> PASSAGE GIVEN:
# Training a ML Model using the serenityff-charge package

## Import necessary packages and set file paths:

The [Trainer](../gnn/training/trainer.py) is a class that facilitates the training of an ML model and the [ChargeCorrectedNodeWiseAttentiveFP](../gnn/utils/model.py) is the model, that was trained in this work.

In [2]:
from shutil import rmtree
import pandas as pd
import torch
from rdkit import Chem

from serenityff.charge.gnn.training.trainer import Trainer, ChargeCorrectedNodeWiseAttentiveFP


sdf_file = "../data/example.sdf"
pt_file = "../data/example_graphs.pt"
state_dict_path = "../data/example_state_dict.pt"
model_path = "../data/example_model.pt"

## Instantiate the trainer

Here you can specify whether you want to train your model on a CUDA enabled gpu or on the cpu, simply by setting `device = "cuda" / "cpu"`.

The loss function for the training is set to the `torch.nn.functional.mse_loss` by default. Provide any other callable for loss calculation with the kwarg `_loss_function_`.

In [3]:
trainer = Trainer(device = "cpu")

## Initialize model, optimizer and setting output path

### Load existing model

You can load an already existing `ChargeCorrectedNodeWiseAttentiveFP` by loading a saved model or a saved state_dict from a previously trained model. 

This of course only works if the model or the state dict originate or are a `ChargeCorrectedNodeWiseAttentiveFP`.



In [4]:
#trainer.model = state_dict_path
#trainer.model = model_path

## Train new model

You can also train a new model.

Also, for the trainer to work, you have to provide it an optimizer, and a string to where trained model and loss files should be saved.

In [5]:
trainer.model = ChargeCorrectedNodeWiseAttentiveFP()
trainer.optimizer = torch.optim.Adam(trainer.model.parameters(), lr = 10**-5)
trainer.save_prefix = "./training/example"

### Generate molecular graph from .sdf files

There are two possibilities to load/generate molecular graphs. Either, you load in previously generated graphs by using `Trainer.load_graphs_from_pt()` or you generate them from an .sdf file containing molecules and their charges, that are used for the training. See [prep_sdf_input.ipynb](prep_sdf_input.ipynb) for the preparation of said sdf files.

In [6]:
trainer.load_graphs_from_pt(pt_file=pt_file)
trainer.gen_graphs_from_sdf(sdf_file=sdf_file)
trainer.prepare_training_data(train_ratio=0.8)

### Train a new model

To train a model, use the function `train_model()`. Specify epochs and batch size (defaults to 64).

This function saves you the train and eval losses in seperate files as well as the model's state dict after the training.

> MATERIAL PROVIDED:
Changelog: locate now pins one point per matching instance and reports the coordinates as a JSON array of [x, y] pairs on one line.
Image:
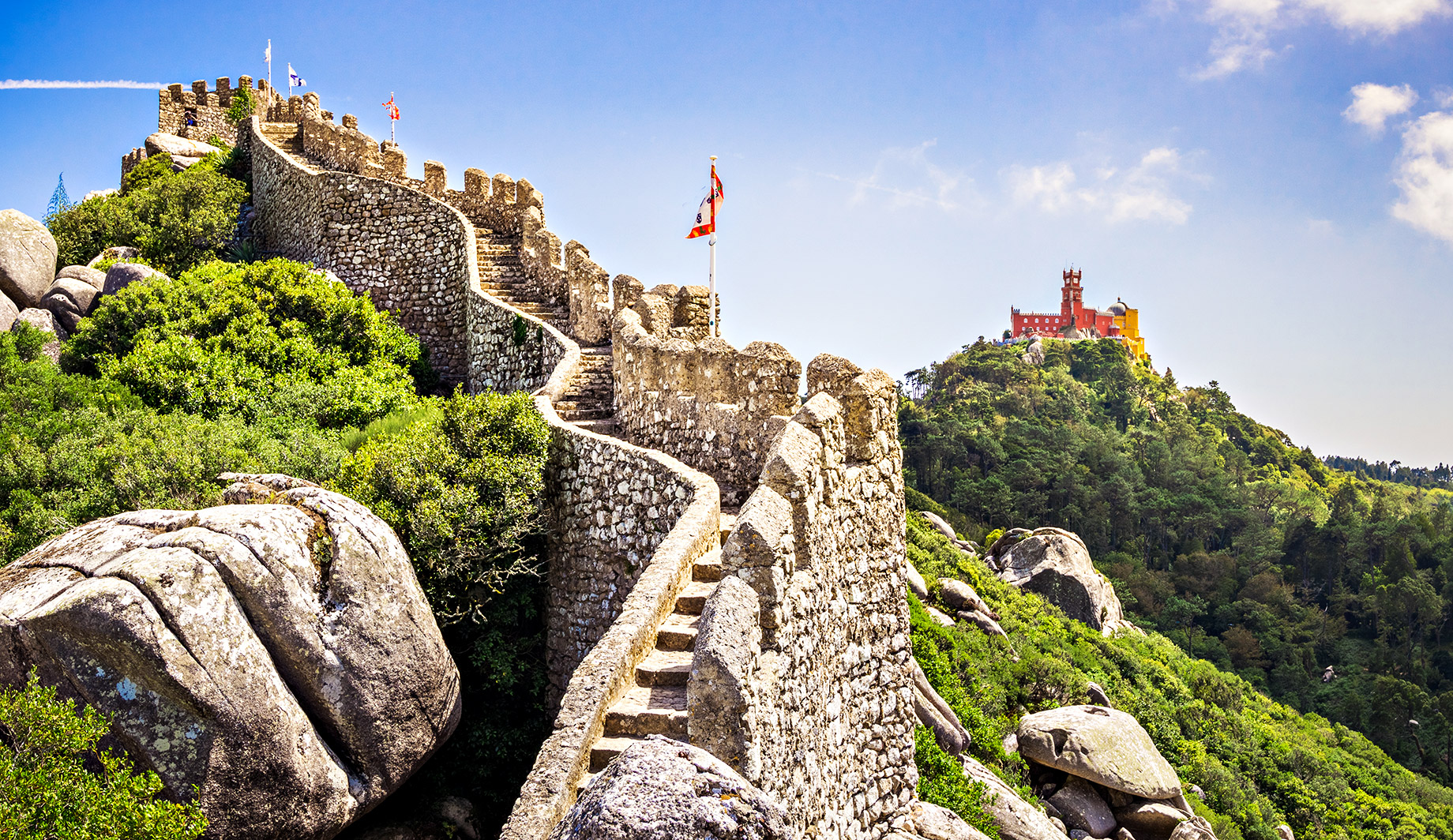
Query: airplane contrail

> INSTRUCTIONS:
A – In the serenityff-charge training page, which loss function does the trainer use by default?
B – Reproduce the stretch of the serenityff-charge training page from "trainer.gen_graphs_from_sdf(sdf_file=sdf_file)" through "(defaults to 64).".

> OUTPUTS FOR THE TASKS:
A – `torch.nn.functional.mse_loss`

B –
trainer.gen_graphs_from_sdf(sdf_file=sdf_file)
trainer.prepare_training_data(train_ratio=0.8)

### Train a new model

To train a model, use the function `train_model()`. Specify epochs and batch size (defaults to 64).